→ Text excerpt:
## Start

July 23, 2008

 




Interview:
Eddie Campbell

By Dan Epstein



 

DE: How did you first meet Alan Moore?

EC: I met Alan way back in 1981 in London, England. In the comics business, well it's tough to call it a business because it was so half-assed and very few of the guys were making money. But everyone knew each other and it was a hotbed of discussion and ideas. It was exciting when the work of our guys made it over to the States. People like Brian Bolland and Dave Gibbons had gone over in 1982 and Alan in 1983. I think the perception at DC was that these guys take so much time and take pains to get the detail in whereas the American guys were like, “What’s the page rate?” They were churning the stuff out while someone like Bolland takes a week to do a page and Alan Moore would take one and half pages to describe one panel. Obviously you can't make a living from that under the old rules, but that never seemed to bother the English guys because they just so dearly wanted to draw those comics. I think that's because in England the tradition is humor and kid’s comics. There are loads of them. But we always wanted to do American comic books.

But the American comic books were just starting to change. The mini-series were getting big. They were getting away from doing only monthly books. The prestige format was getting big and royalties were being given out.

DE: Any good stories between you and Alan?

## End

→ Actions to take:
1) In the Eddie Campbell interview, rewrite the passage from "But the American" to "being given out.", swapping "mini-series" for "limited series".
2) Answer these from the Eddie Campbell interview:
(a) In what year and city did Campbell meet Alan Moore?
(b) Who conducted the interview?
(c) In what year did Alan Moore go over to the States?
3) Write what comes next in the Eddie Campbell interview, picking up from its final line.

(Named-object pointing data)
## Start

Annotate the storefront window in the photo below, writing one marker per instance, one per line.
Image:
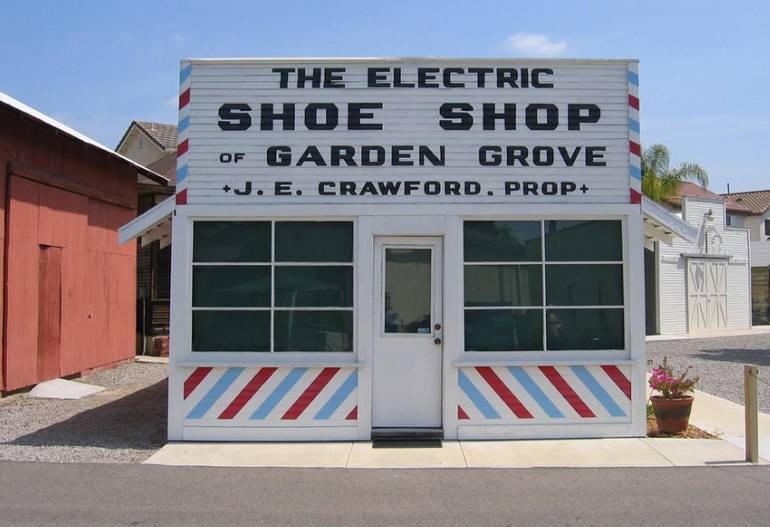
(272, 286)
(534, 286)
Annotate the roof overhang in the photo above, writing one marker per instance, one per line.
(155, 224)
(661, 225)
(40, 117)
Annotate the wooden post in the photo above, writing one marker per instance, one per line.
(750, 404)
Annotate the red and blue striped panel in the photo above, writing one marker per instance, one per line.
(634, 140)
(183, 133)
(544, 394)
(270, 395)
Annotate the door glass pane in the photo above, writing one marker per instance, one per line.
(503, 285)
(231, 331)
(231, 241)
(584, 240)
(407, 290)
(584, 285)
(314, 286)
(313, 331)
(231, 286)
(503, 330)
(313, 241)
(584, 329)
(501, 241)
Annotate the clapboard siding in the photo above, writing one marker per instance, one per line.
(410, 116)
(673, 268)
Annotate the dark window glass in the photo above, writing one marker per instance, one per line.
(501, 241)
(584, 329)
(503, 285)
(584, 285)
(313, 331)
(231, 241)
(503, 329)
(307, 241)
(231, 285)
(585, 240)
(231, 331)
(407, 290)
(313, 286)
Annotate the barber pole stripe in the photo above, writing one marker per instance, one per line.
(634, 139)
(566, 391)
(543, 394)
(504, 393)
(271, 396)
(247, 393)
(194, 380)
(342, 393)
(620, 380)
(534, 390)
(597, 391)
(216, 391)
(183, 133)
(476, 397)
(309, 395)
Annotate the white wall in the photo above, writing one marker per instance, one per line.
(722, 240)
(140, 148)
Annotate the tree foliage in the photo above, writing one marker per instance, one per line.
(660, 181)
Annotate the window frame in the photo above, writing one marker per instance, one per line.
(545, 353)
(271, 354)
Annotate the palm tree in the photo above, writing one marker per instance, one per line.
(660, 181)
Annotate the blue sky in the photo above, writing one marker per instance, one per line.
(705, 66)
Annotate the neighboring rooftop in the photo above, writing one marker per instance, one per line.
(755, 201)
(693, 190)
(53, 123)
(163, 134)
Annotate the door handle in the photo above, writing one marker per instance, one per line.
(438, 333)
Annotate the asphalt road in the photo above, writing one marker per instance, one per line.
(104, 494)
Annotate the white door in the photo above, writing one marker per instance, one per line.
(707, 294)
(406, 388)
(697, 298)
(717, 295)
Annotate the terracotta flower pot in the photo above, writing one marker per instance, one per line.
(672, 415)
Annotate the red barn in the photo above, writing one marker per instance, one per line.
(68, 300)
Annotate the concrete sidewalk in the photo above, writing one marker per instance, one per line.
(727, 420)
(755, 330)
(626, 452)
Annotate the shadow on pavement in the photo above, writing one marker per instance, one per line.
(757, 357)
(136, 421)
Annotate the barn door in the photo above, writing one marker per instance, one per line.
(697, 297)
(49, 314)
(717, 295)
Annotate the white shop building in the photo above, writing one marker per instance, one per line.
(446, 247)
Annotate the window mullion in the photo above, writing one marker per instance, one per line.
(542, 276)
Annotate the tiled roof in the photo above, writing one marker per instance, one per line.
(693, 190)
(163, 134)
(165, 166)
(52, 123)
(754, 202)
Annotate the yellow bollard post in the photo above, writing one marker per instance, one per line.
(750, 374)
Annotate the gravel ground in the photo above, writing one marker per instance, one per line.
(719, 363)
(126, 423)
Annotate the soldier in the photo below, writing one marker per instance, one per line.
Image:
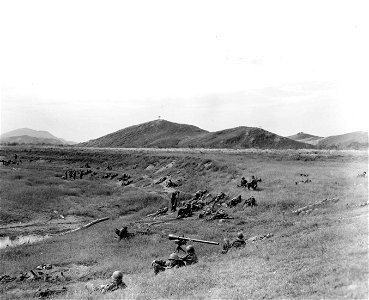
(191, 257)
(116, 283)
(185, 212)
(239, 241)
(226, 245)
(174, 261)
(123, 233)
(174, 200)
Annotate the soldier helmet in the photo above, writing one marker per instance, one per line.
(117, 275)
(190, 248)
(173, 256)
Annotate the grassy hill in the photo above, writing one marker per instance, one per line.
(306, 138)
(164, 134)
(30, 136)
(154, 134)
(241, 138)
(355, 140)
(321, 254)
(25, 139)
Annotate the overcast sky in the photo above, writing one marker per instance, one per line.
(83, 69)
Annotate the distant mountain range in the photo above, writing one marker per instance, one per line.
(306, 138)
(355, 140)
(30, 136)
(165, 134)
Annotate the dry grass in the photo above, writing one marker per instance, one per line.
(323, 254)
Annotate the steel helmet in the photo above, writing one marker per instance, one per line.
(117, 275)
(173, 256)
(190, 248)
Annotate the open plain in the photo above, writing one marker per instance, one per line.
(320, 251)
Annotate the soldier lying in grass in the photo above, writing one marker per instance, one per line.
(175, 261)
(115, 284)
(237, 243)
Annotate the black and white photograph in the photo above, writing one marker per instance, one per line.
(171, 149)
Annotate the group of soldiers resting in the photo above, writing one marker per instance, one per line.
(252, 184)
(8, 162)
(175, 261)
(74, 174)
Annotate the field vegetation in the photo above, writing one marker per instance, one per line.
(321, 254)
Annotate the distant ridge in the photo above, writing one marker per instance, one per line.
(355, 140)
(154, 134)
(165, 134)
(306, 138)
(243, 137)
(30, 136)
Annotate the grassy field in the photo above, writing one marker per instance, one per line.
(321, 254)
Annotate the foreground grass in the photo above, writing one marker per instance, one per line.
(320, 255)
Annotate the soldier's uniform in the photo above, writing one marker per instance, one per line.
(239, 241)
(115, 284)
(226, 246)
(174, 261)
(191, 257)
(111, 286)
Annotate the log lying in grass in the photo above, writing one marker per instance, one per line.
(311, 207)
(86, 226)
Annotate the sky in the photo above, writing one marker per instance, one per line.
(83, 69)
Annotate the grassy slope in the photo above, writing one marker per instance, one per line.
(155, 134)
(320, 255)
(354, 140)
(243, 137)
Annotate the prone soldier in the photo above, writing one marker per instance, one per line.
(174, 261)
(190, 258)
(115, 284)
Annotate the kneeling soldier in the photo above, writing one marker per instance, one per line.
(116, 284)
(239, 241)
(191, 257)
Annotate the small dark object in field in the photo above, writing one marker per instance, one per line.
(185, 212)
(49, 292)
(159, 212)
(303, 181)
(162, 179)
(199, 194)
(170, 183)
(250, 202)
(123, 233)
(174, 200)
(237, 243)
(234, 201)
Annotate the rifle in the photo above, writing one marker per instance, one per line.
(185, 239)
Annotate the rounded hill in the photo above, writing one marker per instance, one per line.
(355, 140)
(243, 137)
(154, 134)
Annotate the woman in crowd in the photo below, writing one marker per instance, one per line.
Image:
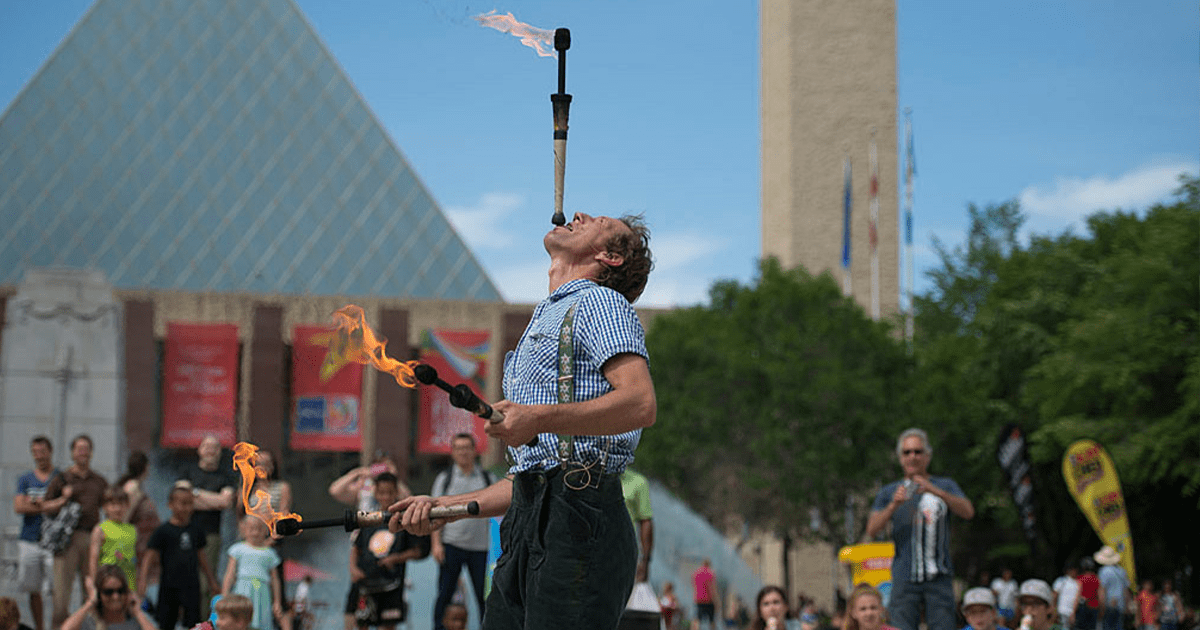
(772, 611)
(143, 513)
(109, 605)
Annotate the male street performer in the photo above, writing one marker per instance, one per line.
(569, 546)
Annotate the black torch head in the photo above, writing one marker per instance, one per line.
(287, 527)
(425, 375)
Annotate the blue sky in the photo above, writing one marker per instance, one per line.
(1069, 107)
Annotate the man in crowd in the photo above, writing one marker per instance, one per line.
(35, 563)
(462, 543)
(214, 491)
(579, 394)
(919, 508)
(1116, 586)
(82, 485)
(705, 583)
(1066, 591)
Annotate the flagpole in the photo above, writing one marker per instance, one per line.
(874, 229)
(909, 173)
(845, 228)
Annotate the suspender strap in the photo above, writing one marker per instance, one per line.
(567, 377)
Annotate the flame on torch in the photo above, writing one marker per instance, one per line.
(540, 40)
(245, 459)
(354, 342)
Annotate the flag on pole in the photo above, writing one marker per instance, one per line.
(845, 228)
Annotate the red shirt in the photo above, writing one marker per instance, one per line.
(1147, 603)
(703, 579)
(1090, 589)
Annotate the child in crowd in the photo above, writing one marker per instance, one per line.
(670, 605)
(1147, 606)
(10, 616)
(979, 609)
(864, 610)
(175, 546)
(250, 571)
(234, 612)
(377, 564)
(1169, 605)
(1036, 601)
(455, 617)
(114, 540)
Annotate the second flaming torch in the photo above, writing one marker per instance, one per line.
(562, 105)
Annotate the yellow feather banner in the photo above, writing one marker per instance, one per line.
(1092, 479)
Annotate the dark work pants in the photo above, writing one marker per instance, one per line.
(569, 557)
(448, 579)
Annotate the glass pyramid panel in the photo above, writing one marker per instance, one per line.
(219, 147)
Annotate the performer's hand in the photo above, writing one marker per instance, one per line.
(520, 425)
(412, 515)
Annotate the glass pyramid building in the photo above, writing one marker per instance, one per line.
(216, 145)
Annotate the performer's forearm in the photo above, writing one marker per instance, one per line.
(493, 501)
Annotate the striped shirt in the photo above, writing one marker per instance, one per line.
(605, 325)
(921, 529)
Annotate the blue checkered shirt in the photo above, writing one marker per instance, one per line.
(605, 325)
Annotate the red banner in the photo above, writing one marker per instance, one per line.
(199, 384)
(324, 414)
(459, 357)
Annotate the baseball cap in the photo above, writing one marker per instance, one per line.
(1036, 588)
(979, 595)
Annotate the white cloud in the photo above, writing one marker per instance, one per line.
(1073, 198)
(486, 226)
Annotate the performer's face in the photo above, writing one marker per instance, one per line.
(586, 234)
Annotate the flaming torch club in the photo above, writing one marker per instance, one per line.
(353, 341)
(245, 459)
(540, 40)
(561, 102)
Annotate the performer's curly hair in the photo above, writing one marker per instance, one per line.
(629, 277)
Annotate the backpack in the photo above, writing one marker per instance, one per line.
(443, 480)
(57, 532)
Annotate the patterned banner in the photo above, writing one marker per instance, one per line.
(459, 357)
(199, 385)
(1012, 456)
(1092, 479)
(325, 413)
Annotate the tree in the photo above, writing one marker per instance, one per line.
(777, 399)
(1073, 336)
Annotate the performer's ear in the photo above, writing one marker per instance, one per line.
(610, 259)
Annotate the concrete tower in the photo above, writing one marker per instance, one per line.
(828, 79)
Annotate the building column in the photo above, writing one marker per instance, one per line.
(142, 417)
(394, 403)
(268, 382)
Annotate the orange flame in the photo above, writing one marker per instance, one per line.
(540, 40)
(353, 341)
(245, 457)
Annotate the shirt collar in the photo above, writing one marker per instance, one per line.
(568, 288)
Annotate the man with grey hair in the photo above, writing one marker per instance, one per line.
(918, 508)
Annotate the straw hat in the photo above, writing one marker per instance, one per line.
(1107, 556)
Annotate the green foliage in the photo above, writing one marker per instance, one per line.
(777, 399)
(1073, 337)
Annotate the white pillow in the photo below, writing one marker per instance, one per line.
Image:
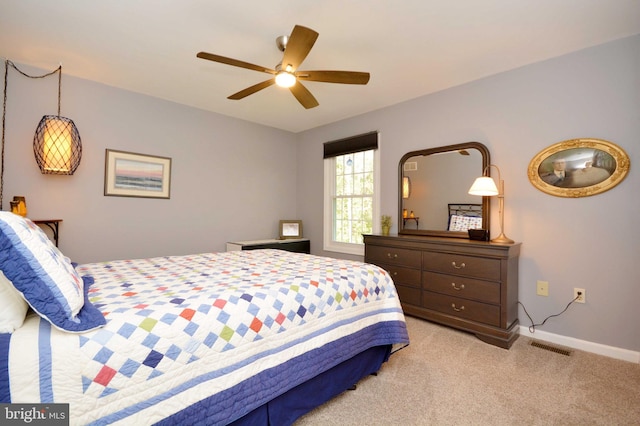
(13, 308)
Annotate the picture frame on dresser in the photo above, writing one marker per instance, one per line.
(290, 229)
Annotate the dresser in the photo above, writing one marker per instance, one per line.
(299, 245)
(465, 284)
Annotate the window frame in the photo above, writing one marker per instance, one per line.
(329, 244)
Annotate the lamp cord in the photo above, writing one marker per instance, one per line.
(8, 63)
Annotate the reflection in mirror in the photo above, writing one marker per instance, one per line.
(438, 202)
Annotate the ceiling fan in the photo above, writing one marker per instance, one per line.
(296, 47)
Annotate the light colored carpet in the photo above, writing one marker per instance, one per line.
(447, 377)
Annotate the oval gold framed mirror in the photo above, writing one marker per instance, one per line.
(578, 167)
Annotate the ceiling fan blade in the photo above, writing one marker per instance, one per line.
(344, 77)
(253, 89)
(303, 95)
(298, 47)
(233, 62)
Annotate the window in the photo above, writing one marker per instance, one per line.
(351, 197)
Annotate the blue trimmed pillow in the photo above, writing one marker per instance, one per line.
(13, 308)
(44, 276)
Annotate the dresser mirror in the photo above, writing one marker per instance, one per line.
(433, 191)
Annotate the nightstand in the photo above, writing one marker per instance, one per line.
(301, 245)
(53, 224)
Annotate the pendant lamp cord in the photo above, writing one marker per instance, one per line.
(8, 63)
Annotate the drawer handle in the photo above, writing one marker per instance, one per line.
(453, 305)
(455, 287)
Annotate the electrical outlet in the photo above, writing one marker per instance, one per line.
(542, 288)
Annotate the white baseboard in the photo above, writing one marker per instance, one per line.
(583, 345)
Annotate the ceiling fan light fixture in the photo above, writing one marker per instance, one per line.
(285, 79)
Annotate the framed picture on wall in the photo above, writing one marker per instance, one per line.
(290, 229)
(128, 174)
(578, 168)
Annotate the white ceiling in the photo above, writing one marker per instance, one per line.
(410, 47)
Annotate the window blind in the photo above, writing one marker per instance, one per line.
(363, 142)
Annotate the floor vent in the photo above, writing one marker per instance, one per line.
(551, 348)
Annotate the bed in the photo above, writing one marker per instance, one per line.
(245, 337)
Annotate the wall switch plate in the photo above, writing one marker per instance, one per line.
(542, 288)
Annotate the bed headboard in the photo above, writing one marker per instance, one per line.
(463, 217)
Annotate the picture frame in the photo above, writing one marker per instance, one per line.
(130, 174)
(290, 229)
(578, 167)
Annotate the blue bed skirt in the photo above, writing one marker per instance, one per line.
(286, 408)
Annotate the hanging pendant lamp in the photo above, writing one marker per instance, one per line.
(57, 145)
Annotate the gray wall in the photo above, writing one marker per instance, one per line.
(591, 242)
(231, 180)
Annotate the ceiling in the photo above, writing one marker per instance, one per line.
(411, 47)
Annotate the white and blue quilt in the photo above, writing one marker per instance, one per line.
(234, 328)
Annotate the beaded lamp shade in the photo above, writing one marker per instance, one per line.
(57, 145)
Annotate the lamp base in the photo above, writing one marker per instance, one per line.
(502, 239)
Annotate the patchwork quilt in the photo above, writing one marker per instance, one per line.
(234, 328)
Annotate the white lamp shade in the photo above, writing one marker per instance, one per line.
(484, 186)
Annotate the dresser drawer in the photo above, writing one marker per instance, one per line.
(476, 267)
(462, 308)
(468, 288)
(391, 255)
(402, 275)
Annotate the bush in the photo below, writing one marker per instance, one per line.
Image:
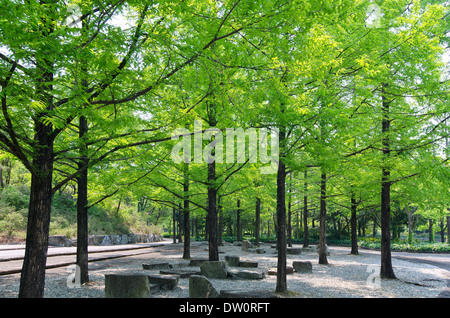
(402, 245)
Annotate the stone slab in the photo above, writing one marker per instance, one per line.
(197, 261)
(246, 274)
(153, 266)
(166, 282)
(274, 271)
(302, 266)
(214, 269)
(201, 287)
(246, 294)
(183, 273)
(127, 285)
(248, 264)
(232, 260)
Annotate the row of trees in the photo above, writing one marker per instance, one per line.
(355, 90)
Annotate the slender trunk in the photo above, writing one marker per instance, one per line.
(386, 270)
(82, 206)
(187, 230)
(220, 213)
(238, 222)
(174, 236)
(323, 210)
(448, 229)
(430, 230)
(257, 220)
(289, 225)
(305, 214)
(281, 218)
(353, 225)
(32, 280)
(212, 213)
(180, 223)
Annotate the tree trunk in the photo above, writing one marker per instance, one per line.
(305, 213)
(187, 230)
(323, 210)
(238, 222)
(386, 270)
(353, 225)
(212, 213)
(257, 220)
(82, 206)
(174, 220)
(430, 231)
(281, 219)
(289, 225)
(448, 229)
(32, 280)
(220, 213)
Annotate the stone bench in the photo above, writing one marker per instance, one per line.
(183, 273)
(197, 261)
(165, 282)
(245, 274)
(293, 250)
(127, 285)
(214, 269)
(201, 287)
(246, 294)
(248, 264)
(302, 266)
(274, 271)
(153, 266)
(232, 260)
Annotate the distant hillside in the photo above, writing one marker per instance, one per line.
(14, 209)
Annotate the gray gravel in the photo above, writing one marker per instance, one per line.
(346, 276)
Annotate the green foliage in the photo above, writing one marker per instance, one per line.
(401, 245)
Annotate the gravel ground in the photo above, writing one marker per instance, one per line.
(346, 276)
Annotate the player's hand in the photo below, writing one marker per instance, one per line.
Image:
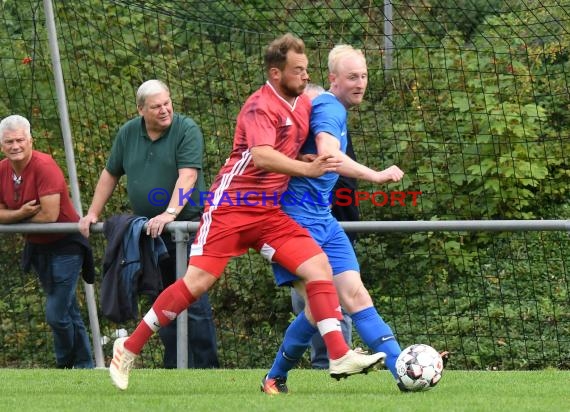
(156, 225)
(30, 209)
(391, 174)
(306, 157)
(321, 165)
(85, 223)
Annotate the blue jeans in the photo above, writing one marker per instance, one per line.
(319, 354)
(202, 341)
(58, 275)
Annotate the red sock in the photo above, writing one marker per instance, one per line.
(172, 301)
(323, 302)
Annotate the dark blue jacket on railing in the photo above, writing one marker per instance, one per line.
(130, 266)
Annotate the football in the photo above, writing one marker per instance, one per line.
(419, 367)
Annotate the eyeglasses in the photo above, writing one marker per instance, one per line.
(17, 186)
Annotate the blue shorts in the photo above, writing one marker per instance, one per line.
(331, 237)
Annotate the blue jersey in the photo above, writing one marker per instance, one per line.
(312, 197)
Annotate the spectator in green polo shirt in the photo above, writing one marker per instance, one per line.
(161, 152)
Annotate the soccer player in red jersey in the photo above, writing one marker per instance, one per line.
(245, 213)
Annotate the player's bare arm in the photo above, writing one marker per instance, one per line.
(269, 159)
(328, 144)
(49, 209)
(27, 210)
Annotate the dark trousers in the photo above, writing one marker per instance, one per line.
(202, 342)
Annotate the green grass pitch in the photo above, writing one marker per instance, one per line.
(238, 390)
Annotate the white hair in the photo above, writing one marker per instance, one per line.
(15, 122)
(150, 88)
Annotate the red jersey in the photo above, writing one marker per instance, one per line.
(265, 119)
(41, 177)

## End

→ Replies:
1)
But the American comic books were just starting to change. The limited series were getting big. They were getting away from doing only monthly books. The prestige format was getting big and royalties were being given out.

2)
(a) 1981, in London, England.
(b) Dan Epstein.
(c) 1983.

3)
EC: If you ever met Alan you would find that he is the most brilliant person you ever met. But his daily life is such a shambles; everything is all over the place. He decided that he was going to renovate his house and he kind of lost interest halfway through. But he got this huge excavation going on in the cellar. The cellar looks like the mouth to hell; it gets damp and horrible as you go down. He said that he did all this work turning his house into this Moorish temple and now he can never sell it. Because he lives on this working class road and anyone who wants a Moorish palace wouldn’t want it on that road.

But stories like that are in my latest book. I and my contemporaries are having our mid-life crises. It's an interesting adventure. Like Alan turning to magic. Like Alan Moore turning to magic.

DE: What are you doing with your mid-life crisis?

EC: [laughs] I’ve turned into a hypochondriac. And I wake up in a blind terror every night thinking that there are beasties coming to get me. So out of that I’ve created the Snooter which is an insect that comes to my house in the middle of the night and tries to talk me out of drinking alcohol and things like that. The Snooter is also a huge insect that flew through my window in the middle of the night and bit me on the hand. A bubbling rash developed, like porridge creeping up my arm but then it disappeared. I took that as the signal that my life changed from that day forward.

It then flies into a window where Bruce Wayne is sitting. He looks up from his book and pipe and sees this beastie and he went, AHHHH. That’s what I shall become a creature of the night. From this point on I now have a humanoid snooter pestering me.

DE: You had some censorship problems in March 2000 when the government of Perth in Western Australia seized a copy of one of the parts of From Hell.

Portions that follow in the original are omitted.